What the task requires - From the entries that follow, copy exactly the lines beginning at the line holding "Guideline: the keypoint for each instance of the white wall" and continuing through the line holding "Guideline: the keypoint for each instance of the grey tile".

Material to process -

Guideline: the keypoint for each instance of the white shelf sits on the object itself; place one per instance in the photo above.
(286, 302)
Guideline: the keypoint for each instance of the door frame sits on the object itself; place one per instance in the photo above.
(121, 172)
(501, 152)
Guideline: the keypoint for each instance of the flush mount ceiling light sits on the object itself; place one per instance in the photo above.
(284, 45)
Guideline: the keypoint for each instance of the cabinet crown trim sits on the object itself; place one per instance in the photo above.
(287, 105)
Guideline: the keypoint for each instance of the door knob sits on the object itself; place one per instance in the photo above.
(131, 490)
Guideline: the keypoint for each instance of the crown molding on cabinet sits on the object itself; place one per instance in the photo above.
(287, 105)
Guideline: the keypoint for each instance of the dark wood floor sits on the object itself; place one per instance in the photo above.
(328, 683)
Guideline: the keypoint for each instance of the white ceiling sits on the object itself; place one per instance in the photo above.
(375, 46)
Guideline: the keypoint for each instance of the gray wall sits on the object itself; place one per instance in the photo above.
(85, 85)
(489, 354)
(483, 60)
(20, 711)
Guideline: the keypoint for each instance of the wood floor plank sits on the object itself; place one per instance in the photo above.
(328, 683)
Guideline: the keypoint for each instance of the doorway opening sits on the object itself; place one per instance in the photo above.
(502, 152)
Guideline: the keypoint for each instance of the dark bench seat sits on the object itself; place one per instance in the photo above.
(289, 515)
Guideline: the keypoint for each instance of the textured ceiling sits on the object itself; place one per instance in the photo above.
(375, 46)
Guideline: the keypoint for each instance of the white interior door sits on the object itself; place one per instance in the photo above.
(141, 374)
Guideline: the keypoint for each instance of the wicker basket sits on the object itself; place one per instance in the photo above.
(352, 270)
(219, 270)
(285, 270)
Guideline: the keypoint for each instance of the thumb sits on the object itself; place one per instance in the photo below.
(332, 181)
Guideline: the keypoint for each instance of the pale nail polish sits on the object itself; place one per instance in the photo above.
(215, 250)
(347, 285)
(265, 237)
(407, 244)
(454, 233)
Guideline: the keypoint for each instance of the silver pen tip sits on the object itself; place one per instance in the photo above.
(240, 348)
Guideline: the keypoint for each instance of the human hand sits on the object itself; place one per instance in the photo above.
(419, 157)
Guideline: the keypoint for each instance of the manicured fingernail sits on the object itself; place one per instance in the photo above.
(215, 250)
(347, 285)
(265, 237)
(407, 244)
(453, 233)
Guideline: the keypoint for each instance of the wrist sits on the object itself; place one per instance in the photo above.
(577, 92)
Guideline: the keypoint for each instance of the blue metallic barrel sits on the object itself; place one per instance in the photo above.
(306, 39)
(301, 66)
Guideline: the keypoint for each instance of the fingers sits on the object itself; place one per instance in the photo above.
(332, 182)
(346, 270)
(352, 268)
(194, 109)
==
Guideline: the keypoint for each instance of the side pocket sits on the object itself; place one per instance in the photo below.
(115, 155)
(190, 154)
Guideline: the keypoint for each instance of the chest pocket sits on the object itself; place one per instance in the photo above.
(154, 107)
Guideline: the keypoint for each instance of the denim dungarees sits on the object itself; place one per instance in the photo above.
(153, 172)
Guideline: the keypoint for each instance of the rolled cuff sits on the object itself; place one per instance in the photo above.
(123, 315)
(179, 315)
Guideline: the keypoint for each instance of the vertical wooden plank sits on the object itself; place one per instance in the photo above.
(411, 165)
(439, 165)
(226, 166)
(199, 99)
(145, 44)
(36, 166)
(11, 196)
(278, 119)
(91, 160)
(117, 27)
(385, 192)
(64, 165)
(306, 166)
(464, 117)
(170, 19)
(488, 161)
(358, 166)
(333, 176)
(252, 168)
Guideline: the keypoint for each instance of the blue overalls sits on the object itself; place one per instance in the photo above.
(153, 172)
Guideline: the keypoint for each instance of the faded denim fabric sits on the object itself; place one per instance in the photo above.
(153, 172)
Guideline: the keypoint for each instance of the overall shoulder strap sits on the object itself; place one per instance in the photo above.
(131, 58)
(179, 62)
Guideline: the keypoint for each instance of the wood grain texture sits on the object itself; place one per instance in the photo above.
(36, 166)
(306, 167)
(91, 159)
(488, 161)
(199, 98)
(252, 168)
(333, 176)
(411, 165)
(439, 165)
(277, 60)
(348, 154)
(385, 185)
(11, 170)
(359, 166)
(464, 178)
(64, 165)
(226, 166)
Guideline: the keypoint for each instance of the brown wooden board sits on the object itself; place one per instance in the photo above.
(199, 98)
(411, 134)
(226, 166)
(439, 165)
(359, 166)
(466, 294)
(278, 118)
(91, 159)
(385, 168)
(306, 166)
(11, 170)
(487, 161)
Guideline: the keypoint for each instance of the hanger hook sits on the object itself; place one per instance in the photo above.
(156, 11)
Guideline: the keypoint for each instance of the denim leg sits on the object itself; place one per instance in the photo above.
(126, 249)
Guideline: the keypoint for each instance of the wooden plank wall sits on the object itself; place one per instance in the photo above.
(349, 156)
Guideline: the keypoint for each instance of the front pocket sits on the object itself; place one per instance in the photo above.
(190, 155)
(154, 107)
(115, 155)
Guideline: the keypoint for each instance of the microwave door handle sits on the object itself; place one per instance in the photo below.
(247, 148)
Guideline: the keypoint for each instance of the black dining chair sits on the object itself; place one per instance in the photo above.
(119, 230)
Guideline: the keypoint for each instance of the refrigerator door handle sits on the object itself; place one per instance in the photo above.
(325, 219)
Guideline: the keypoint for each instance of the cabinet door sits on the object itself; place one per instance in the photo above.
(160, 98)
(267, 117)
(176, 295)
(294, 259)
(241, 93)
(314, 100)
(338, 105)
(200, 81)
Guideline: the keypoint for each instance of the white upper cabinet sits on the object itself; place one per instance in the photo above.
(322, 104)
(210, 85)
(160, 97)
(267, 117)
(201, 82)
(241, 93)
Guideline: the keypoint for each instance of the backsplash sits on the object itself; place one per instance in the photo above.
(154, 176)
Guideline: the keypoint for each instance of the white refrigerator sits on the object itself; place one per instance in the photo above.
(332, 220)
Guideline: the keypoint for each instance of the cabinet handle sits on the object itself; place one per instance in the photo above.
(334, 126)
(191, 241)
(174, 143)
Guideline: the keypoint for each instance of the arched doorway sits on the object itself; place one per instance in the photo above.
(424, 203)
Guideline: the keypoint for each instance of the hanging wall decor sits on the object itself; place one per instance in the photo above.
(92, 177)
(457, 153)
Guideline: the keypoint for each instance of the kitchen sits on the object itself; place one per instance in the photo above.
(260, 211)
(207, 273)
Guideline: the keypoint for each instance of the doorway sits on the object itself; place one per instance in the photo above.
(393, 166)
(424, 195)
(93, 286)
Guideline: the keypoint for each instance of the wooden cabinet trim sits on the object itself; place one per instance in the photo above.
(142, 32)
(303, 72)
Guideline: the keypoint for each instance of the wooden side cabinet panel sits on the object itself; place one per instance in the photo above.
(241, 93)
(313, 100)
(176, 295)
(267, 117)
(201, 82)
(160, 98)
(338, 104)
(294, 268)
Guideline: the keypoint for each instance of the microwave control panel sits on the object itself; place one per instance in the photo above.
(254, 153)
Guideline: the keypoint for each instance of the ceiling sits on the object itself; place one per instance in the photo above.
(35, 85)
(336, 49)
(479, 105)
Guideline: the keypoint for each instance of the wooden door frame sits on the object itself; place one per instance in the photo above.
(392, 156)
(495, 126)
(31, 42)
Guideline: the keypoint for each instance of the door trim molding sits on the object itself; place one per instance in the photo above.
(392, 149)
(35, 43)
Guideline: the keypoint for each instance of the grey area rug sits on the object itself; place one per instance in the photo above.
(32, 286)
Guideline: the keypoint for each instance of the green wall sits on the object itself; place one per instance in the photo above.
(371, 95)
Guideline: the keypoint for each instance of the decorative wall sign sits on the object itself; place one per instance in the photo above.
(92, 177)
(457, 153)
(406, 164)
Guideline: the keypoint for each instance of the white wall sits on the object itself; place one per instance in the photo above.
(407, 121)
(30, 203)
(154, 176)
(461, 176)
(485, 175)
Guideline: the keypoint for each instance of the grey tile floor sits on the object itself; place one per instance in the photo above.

Answer section -
Guideline: the keypoint for each instance of the white wall sits on the object itself; place one per instance in the photo above.
(407, 121)
(30, 203)
(154, 176)
(461, 176)
(485, 175)
Guideline: the keypoint for each instance of the grey tile floor sits on the object itself; place one per instance in the photo above.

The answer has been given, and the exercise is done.